# Short problem
In the records, swap every "Place a pin" for "Put a marker" and change nothing else. Write the records out again without the pictures.

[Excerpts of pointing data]

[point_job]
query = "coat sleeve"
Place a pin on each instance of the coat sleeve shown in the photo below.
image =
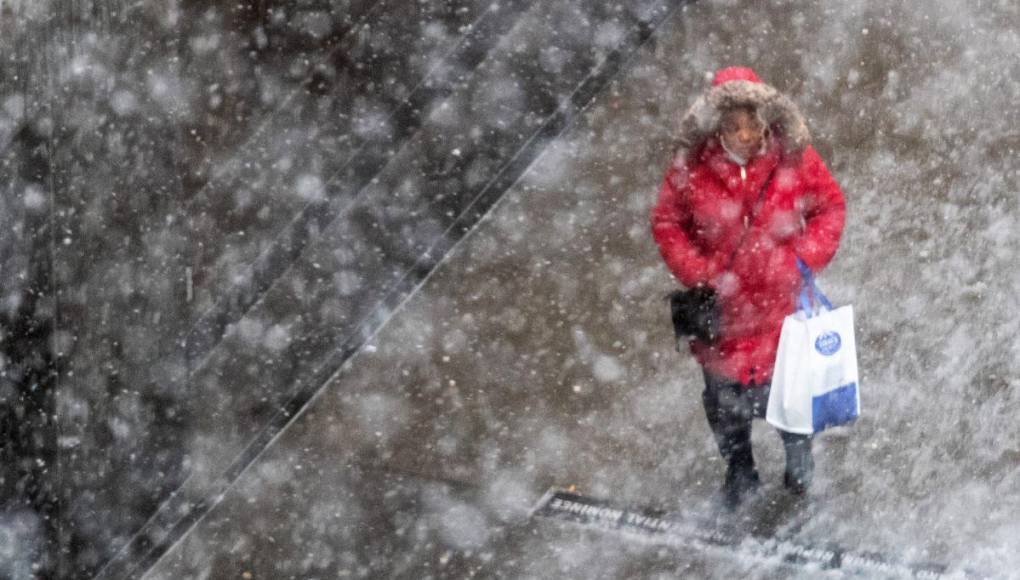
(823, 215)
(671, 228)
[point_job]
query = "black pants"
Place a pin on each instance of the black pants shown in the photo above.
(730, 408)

# Exercise response
[point_job]
query = "coat sleeve"
Put a marker on each instance of the coat sleeve shown in the photo below.
image =
(823, 215)
(671, 228)
[point_job]
query = "black pants"
Put a marker on each instance of the black pants shown in the photo above.
(730, 408)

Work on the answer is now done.